(Consigne)
D'après l'extrait ci-dessous, en quelle année Annie Besant est-elle devenue membre de la National Secular Society ? Répondez en une phrase, s'il vous plaît.

(Extrait du document)
9Quoi qu’il en soit des positions exactes d’Annie Besant en matière d’athéisme, c’est en 1874 qu’elle devint membre de la National Secular Society, dont le président était alors Charles Bradlaugh (1833-1891). Elle le rencontra pour la première fois cette année-là, lorsqu’il lui remit sa carte de membre en mains propres, alors qu’il avait donné une dimension nationale à cette société en 1866. Elle ne le connaissait que de réputation et ne vit d’abord en lui, comme beaucoup de ses contemporains appartenant aux classes moyennes ou supérieures, qu’un orateur peu subtil. Très vite, toutefois, la lecture de certains de ses écrits, dans lesquels il se montre plus fin dialecticien qu’elle ne l’avait imaginé jusqu’alors (en faisant preuve, précisément, des précautions de principe qui ont été évoquées concernant la dimension nécessairement agnostique de tout athéisme bien pensé) semble avoir amélioré son image à ses yeux, ce qui allait très vite l’amener à en devenir la plus proche collaboratrice et à promouvoir la cause d’un athéisme ostensiblement revendiqué.

(Données à examiner)
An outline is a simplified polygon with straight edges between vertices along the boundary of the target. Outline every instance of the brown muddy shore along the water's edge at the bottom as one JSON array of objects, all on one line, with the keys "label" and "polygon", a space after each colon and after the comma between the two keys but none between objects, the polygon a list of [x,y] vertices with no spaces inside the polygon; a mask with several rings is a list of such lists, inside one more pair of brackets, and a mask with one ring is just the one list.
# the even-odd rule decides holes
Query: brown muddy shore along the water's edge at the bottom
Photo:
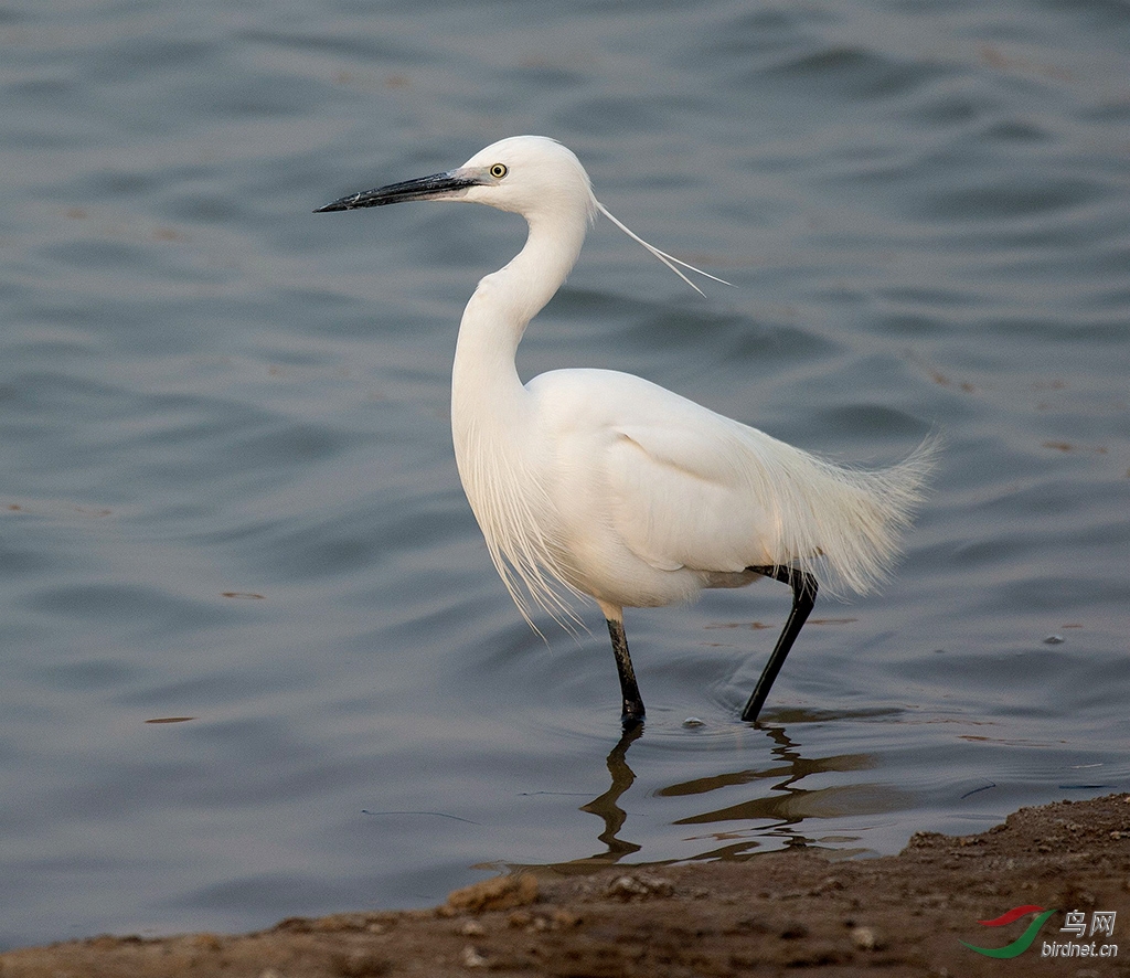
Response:
[{"label": "brown muddy shore along the water's edge at the bottom", "polygon": [[[1010,923],[988,927],[1014,908]],[[970,950],[1023,943],[1011,959]],[[1063,932],[1069,911],[1090,929]],[[1109,921],[1110,917],[1105,917]],[[1059,945],[1050,957],[1045,945]],[[1116,952],[1110,949],[1115,947]],[[1074,949],[1062,957],[1063,949]],[[1084,957],[1084,947],[1093,953]],[[1105,950],[1104,950],[1105,949]],[[1099,957],[1105,954],[1105,957]],[[292,918],[237,936],[94,937],[0,954],[2,978],[822,975],[1130,976],[1130,795],[1022,808],[897,856],[504,876],[432,910]]]}]

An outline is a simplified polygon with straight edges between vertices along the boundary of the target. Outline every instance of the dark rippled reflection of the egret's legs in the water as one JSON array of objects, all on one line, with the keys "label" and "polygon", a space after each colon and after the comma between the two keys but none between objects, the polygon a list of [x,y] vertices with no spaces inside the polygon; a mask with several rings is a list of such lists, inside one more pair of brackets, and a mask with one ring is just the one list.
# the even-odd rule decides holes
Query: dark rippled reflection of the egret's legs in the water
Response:
[{"label": "dark rippled reflection of the egret's legs in the water", "polygon": [[[607,848],[602,852],[583,859],[576,859],[567,865],[577,868],[584,865],[608,865],[617,863],[625,856],[638,852],[643,847],[619,837],[627,820],[627,813],[619,805],[620,797],[632,787],[636,779],[635,772],[628,765],[628,747],[643,734],[644,728],[636,727],[620,737],[607,758],[608,773],[611,785],[608,790],[589,804],[582,805],[582,812],[599,816],[603,831],[597,837]],[[832,785],[827,787],[800,787],[808,778],[836,774],[846,771],[864,771],[876,767],[870,754],[835,754],[828,758],[807,759],[801,755],[800,745],[794,743],[783,726],[763,727],[754,725],[742,727],[742,730],[764,733],[772,741],[773,763],[764,769],[745,769],[725,771],[706,778],[695,778],[681,781],[654,791],[657,797],[706,796],[704,800],[716,798],[716,793],[731,795],[734,788],[744,785],[762,786],[756,797],[746,798],[716,807],[707,807],[698,814],[675,820],[675,825],[716,825],[718,823],[738,823],[695,838],[706,843],[706,848],[688,855],[692,859],[736,859],[753,855],[750,850],[760,849],[766,840],[774,839],[773,848],[783,846],[808,846],[831,841],[827,838],[810,837],[800,831],[800,825],[814,819],[851,817],[858,815],[875,815],[895,811],[911,804],[910,796],[896,788],[877,784]],[[770,781],[767,786],[764,782]],[[754,823],[750,825],[749,823]],[[850,841],[840,837],[836,841]],[[721,843],[721,845],[719,845]],[[560,868],[560,867],[559,867]]]}]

(Réponse)
Annie Besant est devenue membre de la National Secular Society en 1874.